Records from a point-labeling set:
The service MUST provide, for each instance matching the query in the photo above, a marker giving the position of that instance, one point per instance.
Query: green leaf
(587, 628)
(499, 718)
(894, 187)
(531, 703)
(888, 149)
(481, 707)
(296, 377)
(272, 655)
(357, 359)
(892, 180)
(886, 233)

== What you have to do ==
Swap each "instance" in the data above for "object", and reproduce everything else unchanged.

== Expected answer ==
The service MUST provide, for each object matching the query in the photo above, a marker giving the position of that object, one point per object.
Query: green leaf
(587, 628)
(499, 718)
(894, 187)
(531, 703)
(888, 149)
(481, 707)
(296, 377)
(272, 655)
(357, 359)
(892, 180)
(886, 233)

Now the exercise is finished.